Consigne 1: Citez, s'il vous plaît, le passage du texte sur le mot « pitoyable » qui commence à « Il est question, dans » et se termine à « susceptible de pitié. ».
Consigne 2: Rédigez la suite du texte sur l'évolution du sens des mots, à partir de sa dernière phrase.
**** Extrait fourni ****
Pitoyable

Last updated on 31 mars 2018


Il est question, dans Les Misérables, d’un personnage dont Victor Hugo écrit qu’il était pitoyable. Et il utilise ce mot dans son acception première, qui signifie : capable de pitié, susceptible de pitié.

Le sens du mot a, on le sait, évolué beaucoup depuis. « Pitoyable », cela signifie plutôt, aujourd’hui, quelqu’un qui fait pitié. On a une évolution comparable, quoique non achevée, avec le mot : « gentil ». « Gentil » vise au départ une personne bienveillante, douce, ayant de bons sentiments. Mais à ce sens premier, qui demeure, s’ajoute désormais celui de personne naïve, un peu bête, qui croit tout ce qu’on lui dit et n’est pas très futée. Et à l’autre bout du spectre, le mot « terrible », qui ne se disait d’abord que d’une chose effrayante et redoutable, se dit de plus en plus d’une chose grande, spectaculaire et attrayante.
**** Entrées extraites ****
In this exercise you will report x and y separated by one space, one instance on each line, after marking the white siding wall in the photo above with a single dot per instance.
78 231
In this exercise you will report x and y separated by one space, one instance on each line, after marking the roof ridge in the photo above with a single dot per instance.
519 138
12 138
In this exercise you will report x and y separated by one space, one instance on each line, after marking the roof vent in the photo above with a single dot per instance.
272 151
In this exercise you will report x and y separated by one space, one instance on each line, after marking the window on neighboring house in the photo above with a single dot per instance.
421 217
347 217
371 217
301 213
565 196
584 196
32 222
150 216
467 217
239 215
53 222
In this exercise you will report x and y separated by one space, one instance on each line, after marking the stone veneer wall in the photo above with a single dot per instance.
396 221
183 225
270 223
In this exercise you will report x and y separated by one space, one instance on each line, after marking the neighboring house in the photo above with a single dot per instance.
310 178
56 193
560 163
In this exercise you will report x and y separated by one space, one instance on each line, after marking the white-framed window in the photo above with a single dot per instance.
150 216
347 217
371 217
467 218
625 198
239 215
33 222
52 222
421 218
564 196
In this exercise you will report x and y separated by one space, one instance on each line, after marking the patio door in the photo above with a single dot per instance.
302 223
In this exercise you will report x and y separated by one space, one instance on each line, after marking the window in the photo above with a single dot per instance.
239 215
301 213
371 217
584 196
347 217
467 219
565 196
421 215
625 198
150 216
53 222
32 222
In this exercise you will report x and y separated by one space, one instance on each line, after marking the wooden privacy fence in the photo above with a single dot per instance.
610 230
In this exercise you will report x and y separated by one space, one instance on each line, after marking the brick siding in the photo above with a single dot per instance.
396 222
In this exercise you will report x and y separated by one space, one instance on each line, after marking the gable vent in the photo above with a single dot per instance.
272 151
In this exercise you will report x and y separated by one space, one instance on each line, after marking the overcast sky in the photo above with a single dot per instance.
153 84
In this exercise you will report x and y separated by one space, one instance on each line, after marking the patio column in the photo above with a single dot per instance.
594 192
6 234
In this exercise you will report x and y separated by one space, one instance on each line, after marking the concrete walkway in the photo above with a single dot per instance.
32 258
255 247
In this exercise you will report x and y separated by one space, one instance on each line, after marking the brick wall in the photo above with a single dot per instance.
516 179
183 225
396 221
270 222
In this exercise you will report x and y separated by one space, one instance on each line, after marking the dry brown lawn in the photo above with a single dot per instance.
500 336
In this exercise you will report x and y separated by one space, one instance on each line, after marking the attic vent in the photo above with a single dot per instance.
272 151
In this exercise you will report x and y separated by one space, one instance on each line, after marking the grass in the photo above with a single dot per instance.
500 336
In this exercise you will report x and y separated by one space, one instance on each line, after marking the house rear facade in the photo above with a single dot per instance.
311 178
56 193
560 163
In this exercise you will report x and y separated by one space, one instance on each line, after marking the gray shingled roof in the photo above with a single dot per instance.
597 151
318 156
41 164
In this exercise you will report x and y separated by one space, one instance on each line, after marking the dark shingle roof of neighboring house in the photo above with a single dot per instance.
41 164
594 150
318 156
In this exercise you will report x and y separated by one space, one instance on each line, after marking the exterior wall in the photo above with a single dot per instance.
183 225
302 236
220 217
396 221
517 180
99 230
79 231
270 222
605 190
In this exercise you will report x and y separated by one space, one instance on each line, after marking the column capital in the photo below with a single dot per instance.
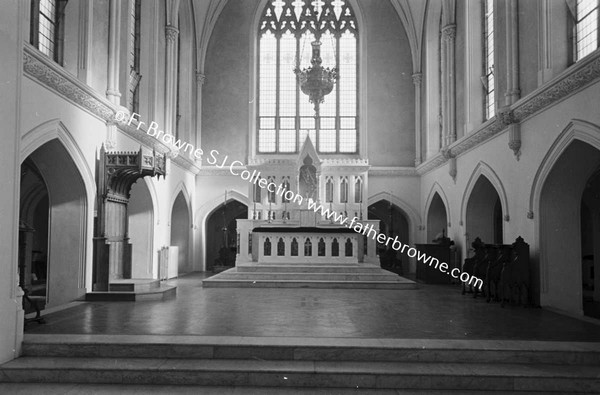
449 32
171 32
417 78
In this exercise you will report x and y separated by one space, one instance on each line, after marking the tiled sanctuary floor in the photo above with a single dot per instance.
430 312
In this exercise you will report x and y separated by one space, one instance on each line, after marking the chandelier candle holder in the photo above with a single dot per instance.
316 81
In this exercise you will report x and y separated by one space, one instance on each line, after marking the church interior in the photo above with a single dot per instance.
163 161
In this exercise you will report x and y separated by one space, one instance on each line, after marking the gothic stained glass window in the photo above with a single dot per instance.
307 248
329 190
586 27
348 247
358 190
344 190
488 61
321 247
335 248
285 116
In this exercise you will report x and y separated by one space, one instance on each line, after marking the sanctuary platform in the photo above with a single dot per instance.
295 235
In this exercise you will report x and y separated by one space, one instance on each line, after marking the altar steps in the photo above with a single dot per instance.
308 276
356 365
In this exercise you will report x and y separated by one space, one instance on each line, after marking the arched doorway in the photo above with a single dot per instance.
484 214
393 222
141 231
53 225
570 230
225 216
590 246
180 232
437 219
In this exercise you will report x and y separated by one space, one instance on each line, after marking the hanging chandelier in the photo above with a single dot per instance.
316 81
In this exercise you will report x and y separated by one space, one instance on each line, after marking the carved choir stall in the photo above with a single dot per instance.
116 173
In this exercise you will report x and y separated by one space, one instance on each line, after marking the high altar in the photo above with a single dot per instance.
286 231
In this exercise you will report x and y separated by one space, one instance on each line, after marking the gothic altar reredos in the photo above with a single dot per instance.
281 230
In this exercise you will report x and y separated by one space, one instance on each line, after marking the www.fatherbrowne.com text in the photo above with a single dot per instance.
255 178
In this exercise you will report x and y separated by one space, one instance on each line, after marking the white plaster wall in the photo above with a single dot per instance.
537 135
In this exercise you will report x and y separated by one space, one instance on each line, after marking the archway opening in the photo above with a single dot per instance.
393 222
141 231
52 226
484 214
221 232
180 232
590 246
33 233
570 230
437 219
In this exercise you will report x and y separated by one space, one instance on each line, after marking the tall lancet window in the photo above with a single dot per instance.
358 190
286 32
133 56
344 190
47 27
271 194
329 190
488 59
586 27
257 192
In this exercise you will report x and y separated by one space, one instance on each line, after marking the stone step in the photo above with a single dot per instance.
161 293
282 268
311 349
231 283
133 285
289 373
344 276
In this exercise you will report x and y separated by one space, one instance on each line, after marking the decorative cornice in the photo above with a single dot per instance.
398 171
211 171
567 83
417 78
39 67
51 75
449 32
171 32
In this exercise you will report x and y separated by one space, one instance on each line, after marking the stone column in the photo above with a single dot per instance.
172 35
200 79
545 71
596 231
417 79
512 53
114 37
449 84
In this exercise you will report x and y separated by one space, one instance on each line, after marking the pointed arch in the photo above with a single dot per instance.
414 219
483 169
436 188
54 129
576 130
362 148
207 209
402 7
186 196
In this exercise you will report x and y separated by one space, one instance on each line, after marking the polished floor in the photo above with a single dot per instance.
430 312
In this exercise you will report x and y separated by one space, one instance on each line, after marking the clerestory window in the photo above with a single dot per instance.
586 27
488 59
285 115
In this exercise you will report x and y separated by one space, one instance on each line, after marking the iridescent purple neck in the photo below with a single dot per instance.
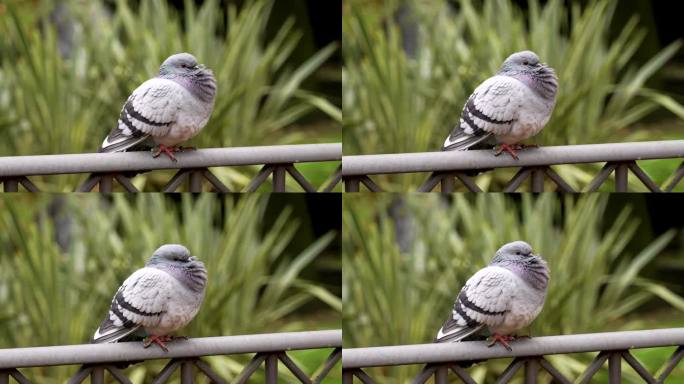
193 275
532 270
542 80
200 83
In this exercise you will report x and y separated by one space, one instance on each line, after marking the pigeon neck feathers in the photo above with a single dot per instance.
542 80
200 82
191 274
532 269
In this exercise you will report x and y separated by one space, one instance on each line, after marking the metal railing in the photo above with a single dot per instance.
96 359
534 163
193 167
528 354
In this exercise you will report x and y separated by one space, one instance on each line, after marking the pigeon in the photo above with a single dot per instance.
169 108
507 108
503 297
156 300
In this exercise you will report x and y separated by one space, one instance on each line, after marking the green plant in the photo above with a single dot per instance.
62 258
405 258
395 102
52 103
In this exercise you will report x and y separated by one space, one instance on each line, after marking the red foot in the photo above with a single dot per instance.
159 340
167 150
510 149
503 339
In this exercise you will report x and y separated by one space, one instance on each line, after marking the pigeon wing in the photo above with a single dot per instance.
483 301
492 109
139 302
150 111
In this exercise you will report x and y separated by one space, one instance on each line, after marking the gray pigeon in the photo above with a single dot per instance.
504 297
507 108
156 300
169 108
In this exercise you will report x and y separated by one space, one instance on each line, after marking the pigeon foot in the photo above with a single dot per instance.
159 340
503 339
510 149
167 150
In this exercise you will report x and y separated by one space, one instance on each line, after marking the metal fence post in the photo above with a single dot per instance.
186 372
614 361
279 178
621 177
272 369
97 376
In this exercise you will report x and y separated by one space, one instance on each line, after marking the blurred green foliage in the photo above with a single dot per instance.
404 93
406 257
63 257
66 70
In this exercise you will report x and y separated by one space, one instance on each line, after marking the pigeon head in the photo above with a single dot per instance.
176 260
526 67
184 69
180 63
518 257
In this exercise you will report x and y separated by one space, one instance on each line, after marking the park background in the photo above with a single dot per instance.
409 67
616 262
68 66
273 263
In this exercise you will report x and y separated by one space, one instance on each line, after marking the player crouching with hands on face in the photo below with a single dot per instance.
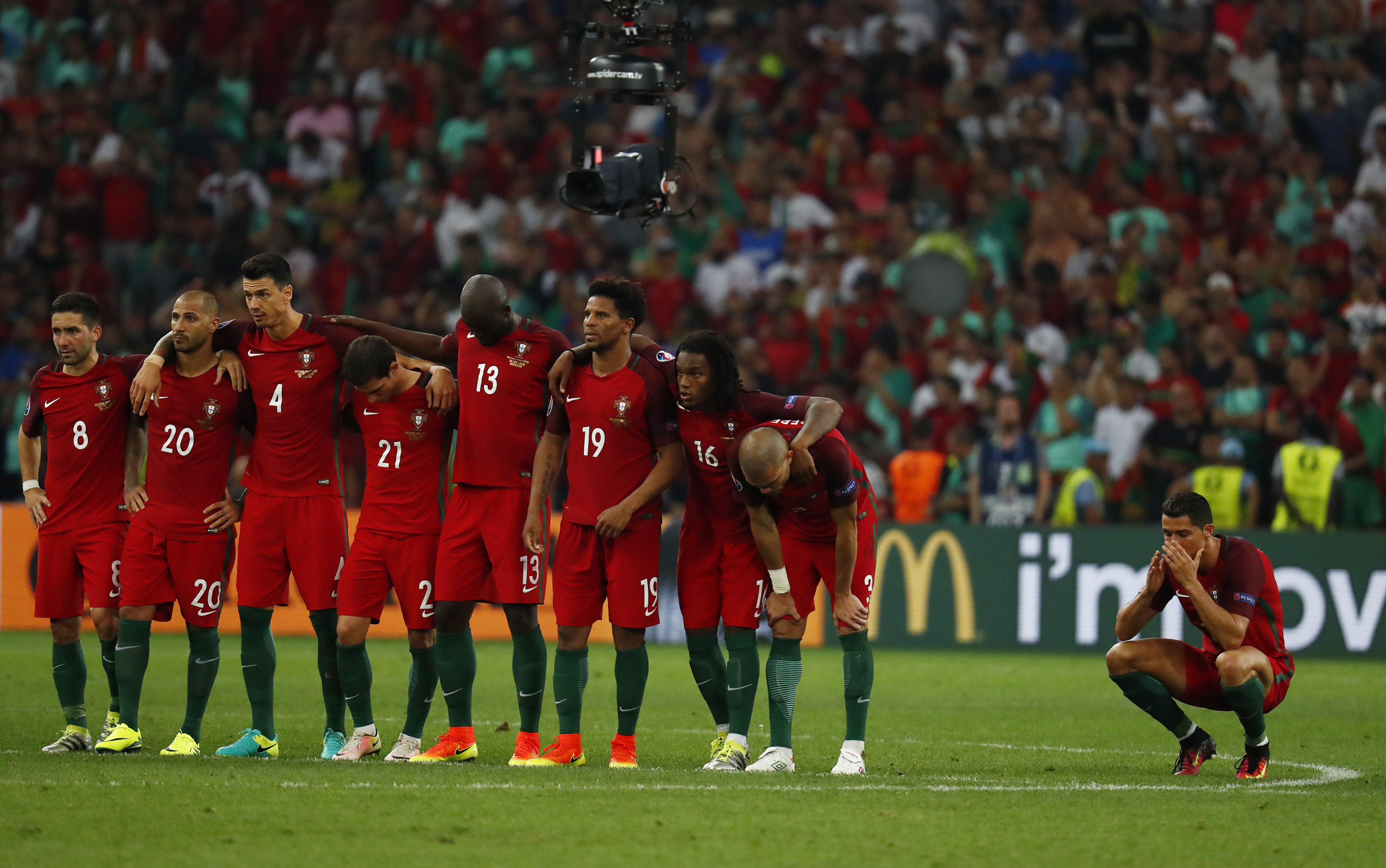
1227 589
****
Réponse 1:
Il est question, dans Les Misérables, d’un personnage dont Victor Hugo écrit qu’il était pitoyable. Et il utilise ce mot dans son acception première, qui signifie : capable de pitié, susceptible de pitié.

Réponse 2:
Ces évolutions illustrent d’une autre manière cette beauté du diable dont je parlais hier dans mon autre blog : nous disons aimer le bon et le bien mais d’une personne qui n’est que bienveillance et gentillesse, nous considérons vite qu’elle n’est plutôt que bêtise et mièvrerie. Nous disons ne pas aimer la violence et ce qui effraie, mais de ces choses là, les mots disent à quel point, en vrai, ils nous séduisent et nous tentent… Le bien, oui, mais pas que ça car il est, laissé seul avec lui-même, ennuyeux et fade ; le mal, non, bien sûr – mais un petit peu tout de même car du piquant rend les choses plus agréables encore…

A un bien qui serait parfaitement bien, nous préférons celui que vient enrichir une dose de son contraire. C’est ce que nous appelons le sel de la vie et le piquant des choses, ce grain d’acidité et de contrariété qui sublime les choses comme le grain de beauté sublime un visage qui, sans lui, serait parfait mais moins plaisant…

Nous aimons la paix mais des dizaines de milliers d’années d’histoire donnent à penser qu’à cet amour, se mêle un certain ennui. C’est pourquoi, régulièrement, à la paix, succèdent les combats et les guerres. On pourra accuser les rois, les marchands de canons et les totalitarismes mais qui ne voit qu’il existe à la guerre, au delà de tout cela, une cause plus profonde enfouie au coeur de nous : vient toujours un moment où la paix nous pèse…

Besoin incessant de verser du sel dans la douceur des choses, incapacité qui nous fait et que nous sommes de ne pouvoir nous satisfaire du seul bien et de la seule beauté. Là aussi est profondément le diable en nous et le signe de la chute. Là aussi, là fondamentalement, là seulement (et non certes pas dans l’amour charnel).

Il est inutile de s’en plaindre car nous sommes ainsi faits : c’est cela qui nous fait hommes. Mais tournant un peu les choses, on peut aussi, à la lumière de cela, comprendre ce qu’est un cheminement possible : apprendre, tout en restant homme, à surmonter cette négativité ancrée au fond de nous.

Peut-être est-ce à cela que Katia pense quand elle parle d’apprendre à ne plus trouver normal ce qui n’est pas normal.


PS : dessiner des coeurs dans l’immaculé, est-ce une autre expression de ce vice ?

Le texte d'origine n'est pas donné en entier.